▶ _Your task_
Repeat exactly, and only, the lines below starting at the line that contains "point: broken porch" and ending at the line that contains "point: scattered wooden", inclusive of both.

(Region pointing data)
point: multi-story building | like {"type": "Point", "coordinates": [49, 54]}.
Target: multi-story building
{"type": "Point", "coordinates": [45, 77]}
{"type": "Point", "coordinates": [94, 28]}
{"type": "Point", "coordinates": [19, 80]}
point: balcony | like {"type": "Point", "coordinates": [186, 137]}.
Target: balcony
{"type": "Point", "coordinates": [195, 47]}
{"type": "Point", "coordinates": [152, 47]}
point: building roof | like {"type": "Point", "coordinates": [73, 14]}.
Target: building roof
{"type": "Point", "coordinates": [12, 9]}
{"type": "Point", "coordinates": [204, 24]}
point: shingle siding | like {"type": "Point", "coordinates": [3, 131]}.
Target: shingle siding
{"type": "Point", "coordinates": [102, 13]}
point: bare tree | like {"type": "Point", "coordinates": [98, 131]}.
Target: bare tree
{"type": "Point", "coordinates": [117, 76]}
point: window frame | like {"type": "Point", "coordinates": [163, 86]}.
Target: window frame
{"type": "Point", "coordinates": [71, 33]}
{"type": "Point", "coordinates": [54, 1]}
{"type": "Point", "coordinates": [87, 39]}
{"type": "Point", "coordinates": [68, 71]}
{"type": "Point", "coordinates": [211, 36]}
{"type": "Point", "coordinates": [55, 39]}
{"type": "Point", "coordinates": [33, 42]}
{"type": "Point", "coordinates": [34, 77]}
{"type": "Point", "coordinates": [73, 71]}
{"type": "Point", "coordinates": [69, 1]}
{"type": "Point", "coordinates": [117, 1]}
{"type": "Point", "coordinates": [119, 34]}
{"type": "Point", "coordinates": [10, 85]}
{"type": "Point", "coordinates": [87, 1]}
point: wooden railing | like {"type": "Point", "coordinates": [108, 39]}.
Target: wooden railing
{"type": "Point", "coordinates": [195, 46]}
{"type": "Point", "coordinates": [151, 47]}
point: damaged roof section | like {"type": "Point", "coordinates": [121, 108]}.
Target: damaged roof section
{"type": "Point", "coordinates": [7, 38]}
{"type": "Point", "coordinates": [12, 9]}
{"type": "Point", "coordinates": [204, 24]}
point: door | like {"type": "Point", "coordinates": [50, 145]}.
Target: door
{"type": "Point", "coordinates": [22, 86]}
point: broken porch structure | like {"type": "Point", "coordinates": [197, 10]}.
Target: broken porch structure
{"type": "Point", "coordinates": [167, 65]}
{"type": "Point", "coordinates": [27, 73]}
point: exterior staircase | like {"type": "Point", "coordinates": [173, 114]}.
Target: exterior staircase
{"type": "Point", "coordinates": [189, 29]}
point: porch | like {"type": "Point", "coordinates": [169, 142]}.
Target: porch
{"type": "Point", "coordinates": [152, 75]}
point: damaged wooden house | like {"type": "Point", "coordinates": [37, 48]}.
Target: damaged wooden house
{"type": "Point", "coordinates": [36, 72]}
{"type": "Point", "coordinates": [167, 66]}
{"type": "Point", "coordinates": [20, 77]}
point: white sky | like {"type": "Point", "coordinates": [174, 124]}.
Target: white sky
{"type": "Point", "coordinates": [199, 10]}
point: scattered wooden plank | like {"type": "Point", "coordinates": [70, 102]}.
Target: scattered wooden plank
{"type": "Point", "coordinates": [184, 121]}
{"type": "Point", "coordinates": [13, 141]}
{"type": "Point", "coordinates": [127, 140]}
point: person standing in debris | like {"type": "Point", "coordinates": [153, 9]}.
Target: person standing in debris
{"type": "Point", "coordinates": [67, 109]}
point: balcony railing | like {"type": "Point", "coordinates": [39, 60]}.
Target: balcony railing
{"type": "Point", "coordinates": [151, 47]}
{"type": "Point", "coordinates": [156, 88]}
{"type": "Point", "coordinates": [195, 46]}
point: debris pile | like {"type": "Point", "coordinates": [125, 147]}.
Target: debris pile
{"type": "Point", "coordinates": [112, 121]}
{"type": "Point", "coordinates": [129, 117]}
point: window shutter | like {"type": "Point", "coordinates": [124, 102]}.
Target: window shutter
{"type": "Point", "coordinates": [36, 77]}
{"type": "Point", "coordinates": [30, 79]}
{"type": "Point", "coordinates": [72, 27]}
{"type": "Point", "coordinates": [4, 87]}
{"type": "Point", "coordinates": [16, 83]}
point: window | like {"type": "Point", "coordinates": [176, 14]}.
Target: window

▶ _Task solution_
point: broken porch structure | like {"type": "Point", "coordinates": [197, 10]}.
Target: broken porch structure
{"type": "Point", "coordinates": [167, 65]}
{"type": "Point", "coordinates": [27, 73]}
point: exterior staircase | like {"type": "Point", "coordinates": [173, 114]}.
Target: exterior staircase
{"type": "Point", "coordinates": [189, 29]}
point: porch | like {"type": "Point", "coordinates": [169, 142]}.
Target: porch
{"type": "Point", "coordinates": [152, 75]}
point: damaged wooden house | like {"type": "Point", "coordinates": [37, 48]}.
Target: damaged wooden house
{"type": "Point", "coordinates": [36, 72]}
{"type": "Point", "coordinates": [167, 66]}
{"type": "Point", "coordinates": [20, 77]}
point: white sky | like {"type": "Point", "coordinates": [174, 124]}.
Target: white sky
{"type": "Point", "coordinates": [199, 10]}
point: scattered wooden plank | like {"type": "Point", "coordinates": [70, 102]}.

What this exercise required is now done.